> **Exercise text**:
[Start of section]

• Economists expect a minor increase in US Retail Sales in July. 
  • Lower expectations seem unjustified amid a rapidly growing economy. 
  • The greenback is rising amid Fed tapering fears and has room to rise.

Never underestimate the American consumer – everyone visiting the US has seen its shopping culture, either at the mall or by seeing piles of carton boxes outside houses. However, it seems that economists forecasting the upcoming Retail Sales report for July are either underestimating consumers or at least, being a tad too cautious. That implies figures could beat estimates, boosting the dollar. 

Economists expect overall sales volume to have dropped by 0.2% in July after an increase of 0.6% in June. Justification to such pessimism may have come from the see-saw recorded in recent months – June's rise came after a drop in May, as the chart shows:

Source: FXStreet

However, July also saw an increase of 943,000 jobs – an excellent figure in absolute terms and also better than expected. Another reason to be optimistic about consumption is the relatively moderate rise in core inflation last month – 0.3% instead of 0.4%. Lower prices allow more consumption. 

The Retail Control Group is forecast to rise by 0.3% last month, which is better than estimates for a drop, but substantially below June's leap of 1.1%. Nevertheless, that also seems like a low bar – making it easier to cross. 

Here are Control Retail Group figures in the past few months:

Source: FXStreet

Overall, there is room for an upside surprise which would be positive for the dollar.

[End of section]

> **Data shown**:
[Start of section]

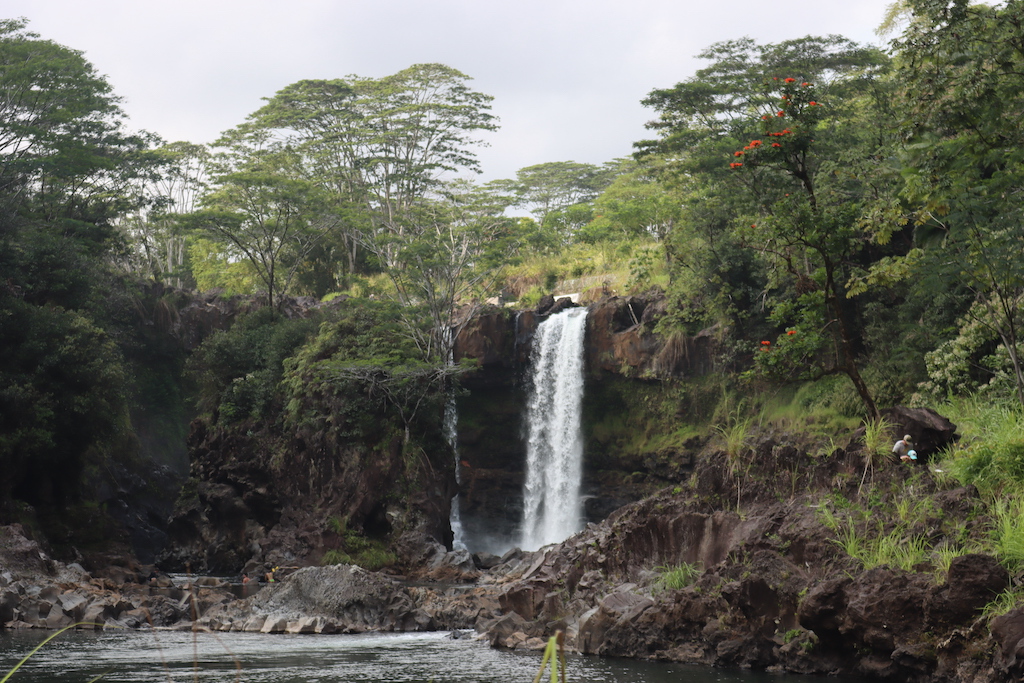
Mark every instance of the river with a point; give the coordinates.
(137, 656)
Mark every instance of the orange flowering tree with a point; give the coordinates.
(807, 174)
(788, 203)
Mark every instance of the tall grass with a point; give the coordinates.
(876, 440)
(678, 577)
(990, 454)
(1008, 532)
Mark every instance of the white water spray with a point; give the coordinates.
(452, 436)
(554, 447)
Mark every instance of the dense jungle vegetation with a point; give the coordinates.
(847, 219)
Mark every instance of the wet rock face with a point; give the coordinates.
(260, 499)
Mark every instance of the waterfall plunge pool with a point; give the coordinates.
(137, 656)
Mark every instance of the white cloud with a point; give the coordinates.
(567, 75)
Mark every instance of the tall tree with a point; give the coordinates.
(774, 134)
(379, 145)
(450, 249)
(962, 68)
(264, 211)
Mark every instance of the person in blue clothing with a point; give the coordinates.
(904, 447)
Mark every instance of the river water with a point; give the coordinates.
(151, 656)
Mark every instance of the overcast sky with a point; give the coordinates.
(567, 76)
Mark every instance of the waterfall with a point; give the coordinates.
(552, 510)
(452, 436)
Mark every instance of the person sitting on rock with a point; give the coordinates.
(902, 447)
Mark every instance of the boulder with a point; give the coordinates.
(930, 431)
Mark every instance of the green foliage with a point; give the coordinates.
(61, 394)
(677, 577)
(1008, 531)
(895, 549)
(963, 162)
(237, 371)
(990, 454)
(356, 549)
(1007, 600)
(770, 144)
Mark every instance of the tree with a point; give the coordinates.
(450, 249)
(961, 66)
(377, 146)
(156, 228)
(634, 205)
(62, 151)
(263, 211)
(795, 166)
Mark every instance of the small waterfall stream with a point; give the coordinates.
(552, 509)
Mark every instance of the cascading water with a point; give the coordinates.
(552, 509)
(452, 436)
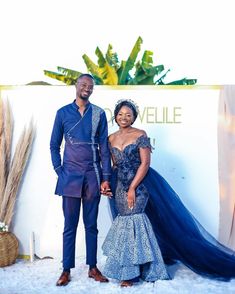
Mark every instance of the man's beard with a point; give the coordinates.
(84, 98)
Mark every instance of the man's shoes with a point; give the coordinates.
(126, 284)
(95, 274)
(64, 279)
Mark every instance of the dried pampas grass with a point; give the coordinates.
(11, 172)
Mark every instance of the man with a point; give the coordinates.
(85, 171)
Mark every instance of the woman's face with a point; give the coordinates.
(125, 117)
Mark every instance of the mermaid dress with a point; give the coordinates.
(178, 234)
(131, 247)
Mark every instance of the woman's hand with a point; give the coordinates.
(131, 198)
(105, 189)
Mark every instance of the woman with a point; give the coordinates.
(140, 195)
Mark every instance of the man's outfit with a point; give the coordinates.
(86, 162)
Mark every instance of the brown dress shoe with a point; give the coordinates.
(95, 274)
(64, 279)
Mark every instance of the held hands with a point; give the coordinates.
(105, 189)
(131, 198)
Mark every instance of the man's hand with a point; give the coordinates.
(105, 189)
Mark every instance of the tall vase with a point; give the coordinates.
(9, 248)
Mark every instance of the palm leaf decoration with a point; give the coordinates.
(110, 71)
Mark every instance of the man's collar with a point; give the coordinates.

[End of section]

> **What needs to be done**:
According to the US retail sales preview, how many jobs were added in July?

> **Task response**:
943,000 jobs